Task description
Without including pictures, set down every record exactly as it stands.

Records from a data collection
--- START ---
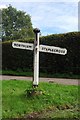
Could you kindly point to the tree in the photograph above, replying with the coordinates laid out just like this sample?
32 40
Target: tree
16 24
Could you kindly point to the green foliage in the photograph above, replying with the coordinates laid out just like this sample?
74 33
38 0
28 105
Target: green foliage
14 59
16 24
16 104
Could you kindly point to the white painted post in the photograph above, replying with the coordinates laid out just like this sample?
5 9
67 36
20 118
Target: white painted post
36 58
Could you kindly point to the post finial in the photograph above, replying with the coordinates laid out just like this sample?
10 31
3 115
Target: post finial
36 30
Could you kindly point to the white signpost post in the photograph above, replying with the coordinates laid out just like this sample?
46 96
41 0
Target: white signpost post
38 48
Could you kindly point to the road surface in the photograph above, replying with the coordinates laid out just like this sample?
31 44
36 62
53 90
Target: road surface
50 80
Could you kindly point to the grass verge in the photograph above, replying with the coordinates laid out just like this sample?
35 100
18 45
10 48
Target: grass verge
57 101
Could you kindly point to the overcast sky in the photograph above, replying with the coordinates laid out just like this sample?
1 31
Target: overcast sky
50 17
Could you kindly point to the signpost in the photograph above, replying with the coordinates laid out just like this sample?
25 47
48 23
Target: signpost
38 48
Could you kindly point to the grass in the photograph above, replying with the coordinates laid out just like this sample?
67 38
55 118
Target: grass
30 73
57 101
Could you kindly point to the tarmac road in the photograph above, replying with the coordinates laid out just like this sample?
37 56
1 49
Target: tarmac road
50 80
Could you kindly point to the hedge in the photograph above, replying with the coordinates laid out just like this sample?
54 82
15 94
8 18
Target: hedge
17 59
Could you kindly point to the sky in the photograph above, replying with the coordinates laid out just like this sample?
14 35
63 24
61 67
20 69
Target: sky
51 17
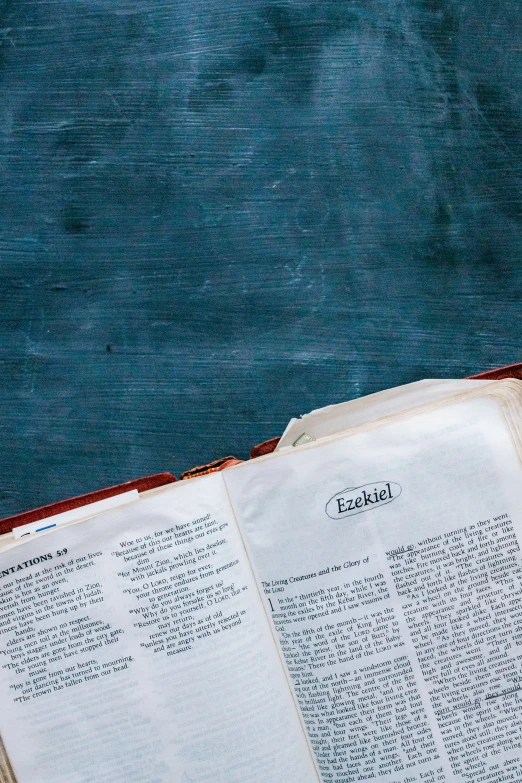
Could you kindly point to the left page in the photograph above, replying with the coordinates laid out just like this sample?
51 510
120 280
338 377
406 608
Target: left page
134 648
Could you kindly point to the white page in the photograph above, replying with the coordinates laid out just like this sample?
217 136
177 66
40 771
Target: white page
392 683
335 418
102 676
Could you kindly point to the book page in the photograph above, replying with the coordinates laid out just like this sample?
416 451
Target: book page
134 648
335 418
390 561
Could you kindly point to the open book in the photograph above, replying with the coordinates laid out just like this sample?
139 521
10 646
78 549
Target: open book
348 609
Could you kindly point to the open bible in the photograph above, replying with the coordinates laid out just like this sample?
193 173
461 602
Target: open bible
345 609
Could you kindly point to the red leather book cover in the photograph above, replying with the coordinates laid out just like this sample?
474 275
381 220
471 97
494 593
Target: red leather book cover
141 484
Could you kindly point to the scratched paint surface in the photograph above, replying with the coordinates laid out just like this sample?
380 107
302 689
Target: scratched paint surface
214 216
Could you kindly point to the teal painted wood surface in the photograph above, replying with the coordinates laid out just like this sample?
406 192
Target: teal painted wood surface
215 216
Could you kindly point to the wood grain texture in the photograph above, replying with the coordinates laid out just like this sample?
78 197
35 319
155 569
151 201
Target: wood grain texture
214 216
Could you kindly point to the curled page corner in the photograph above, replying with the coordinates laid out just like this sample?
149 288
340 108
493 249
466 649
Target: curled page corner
76 514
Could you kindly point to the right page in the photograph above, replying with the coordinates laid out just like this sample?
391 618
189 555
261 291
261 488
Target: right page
390 563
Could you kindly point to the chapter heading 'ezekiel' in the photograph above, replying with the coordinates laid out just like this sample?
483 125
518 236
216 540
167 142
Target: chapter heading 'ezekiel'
355 500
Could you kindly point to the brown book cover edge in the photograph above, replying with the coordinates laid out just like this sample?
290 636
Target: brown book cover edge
141 484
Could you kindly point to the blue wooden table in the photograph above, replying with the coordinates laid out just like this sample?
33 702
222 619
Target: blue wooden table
215 216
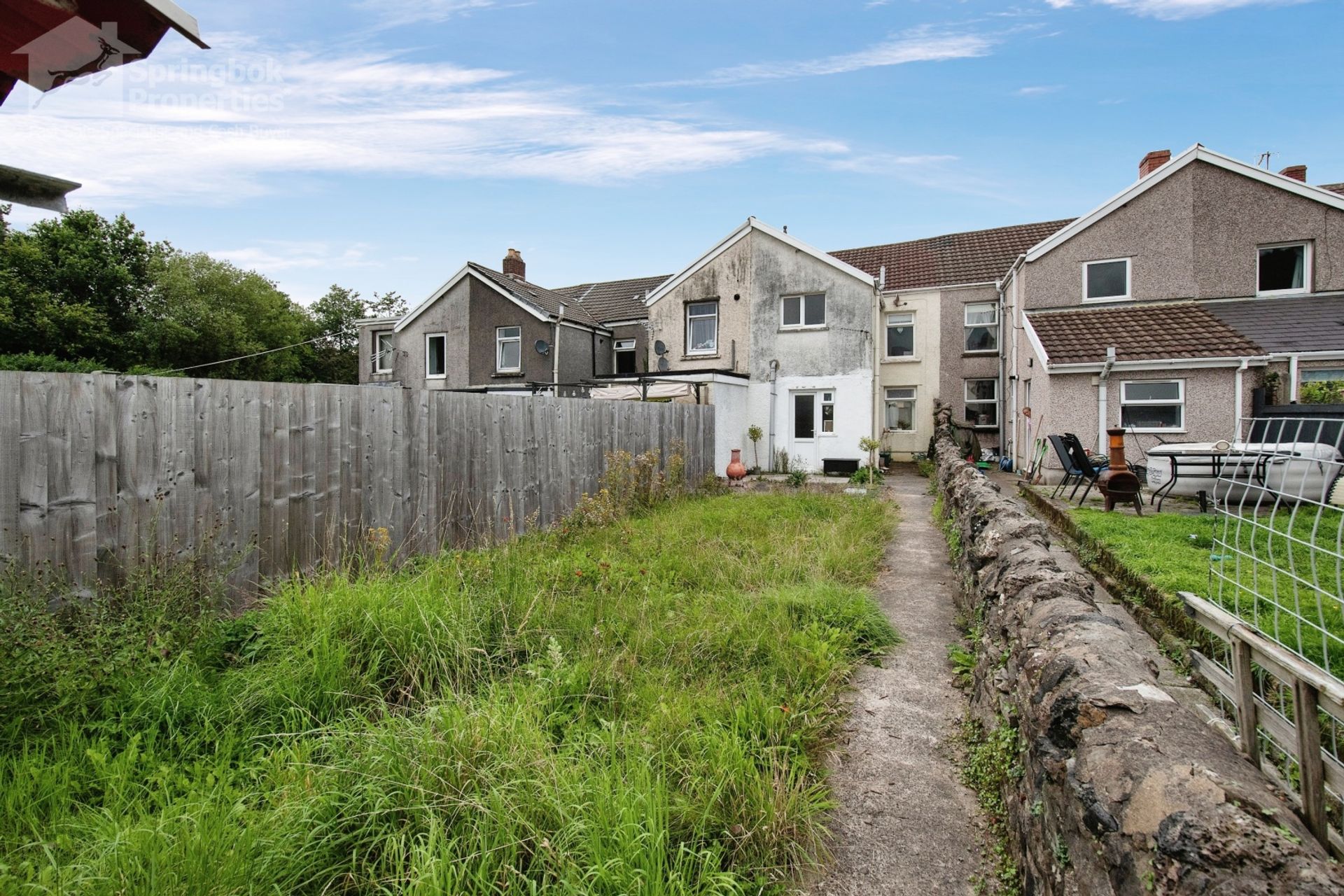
--- END ---
Reply
Could you kindly point to the tree in the photograph above, replying with the coordinates laid out just like this sample?
32 40
Target: tree
16 24
Could you kindly point to the green foliage in the photograph above, replying with the coordinates laid out just like this sample?
74 33
38 0
28 105
Target: green foliage
14 59
16 24
16 104
Could you kindly point to the white painted post in the photograph above, replying with the coordinates laid out just like this sample?
5 9
67 36
20 118
Target: white painted post
36 58
Could you kindly point to the post finial in the photograph above, replying with the coordinates laid out just like this sample?
10 31
3 115
Target: post finial
36 30
Could you kindly point to the white signpost post in the photograph above, replying with the coordinates laid out just like this sample?
46 96
41 0
Target: white signpost post
38 48
Could you kindly point to the road surface in the photograph above, replying with the coordinates laid out just like this sample?
31 44
36 62
53 90
Target: road surface
50 80
Could you kindly point to the grass verge in the photograph above, replying with the coordinates laid out just like this sample?
35 100
18 45
10 48
Target: grass verge
57 101
Could you kindly point to the overcast sky in the photograph above, replying with the coordinates laid out just like this sample?
1 31
Target: overcast sky
50 17
Could you kindly point to the signpost in the photograph above, replying with the coordinates laid out just like this sample?
25 47
48 23
Target: signpost
38 48
Could you kindly point to the grass in the photograph above, replying with the coordinates laid out just like this sample?
67 38
55 118
Target: grass
30 73
57 101
Could you kindly point to the tarmac road in the photograph above, replying with the coordinates laid out just like this sample?
37 56
1 49
Target: tarmac road
50 80
Could you kindly point to the hedge in the photograph above, replying with the coordinates laid out just like this sample?
54 82
15 94
8 18
Target: hedge
17 59
Could you kindly point to the sky in the photograph above, replying with the coordinates laid out just like this sample?
14 35
63 24
61 67
20 69
Target: sky
51 17
Could you kindly point to the left page in the photograph above, replying with the coordinates laid out just like this sample?
51 510
120 280
338 377
406 608
Target: left page
134 648
Could you kindly point to the white page in the photograph above, replying with the coordinates laid out just like this sample?
217 136
177 66
40 771
Target: white page
392 683
335 418
102 676
Could you kindly point to the book page in the photograph above, replying with the coordinates laid out just like this sample?
416 451
Target: book page
134 648
335 418
390 561
Could you kindly point to the open book in the photograph above, replying with the coordinates laid out just like this sample?
139 521
10 646
78 549
Target: open book
348 609
Could you kindly point to the open bible in the photograph above, replying with the coordinates laid out just like this sample?
193 173
461 602
Target: open bible
345 609
Could you kindly point to the red leather book cover in the photograph above, replying with the coordinates laid out just like this sample?
474 275
381 220
471 97
494 593
Target: red leather book cover
141 484
Could you kindly point to the scratched paint surface in the photograph above, replying with the coordinates laid out just like this sample?
380 107
302 689
Target: scratched paint surface
214 216
Could you kindly point to the teal painted wood surface in the photograph above, replying with the coordinates laid out just like this sample?
406 192
Target: teal painted wood surface
215 216
Could you kindly point to the wood grain texture in the photograph above, replying with the coordinates laid out just like this sample?
78 197
35 319
155 569
151 201
Target: wood grain texture
214 216
Could you kindly point to the curled page corner in the photograph above, replying with the coordinates laid out just like this sample?
149 288
340 108
493 249
466 649
Target: curled page corner
76 514
Could you kindly point to the right page in the photograph above, replying with the coordinates laid out just like this sample?
391 618
189 555
261 291
261 488
Target: right page
390 563
Could you kindly point to the chapter heading 'ezekiel' in the photograph above, replying with the coordinates laid out just like this sample?
483 125
518 236
216 540
167 142
Target: chapter heading 'ezekiel'
355 500
Could you kindly point to the brown book cover edge in the photograph above, replying with the coordinates laid out just like this sample?
290 636
Target: brown book cover edge
141 484
Could you kindly point to the blue wooden table in the photograph above, replying with the coordinates laid out just like this sample?
33 702
222 619
Target: blue wooden table
215 216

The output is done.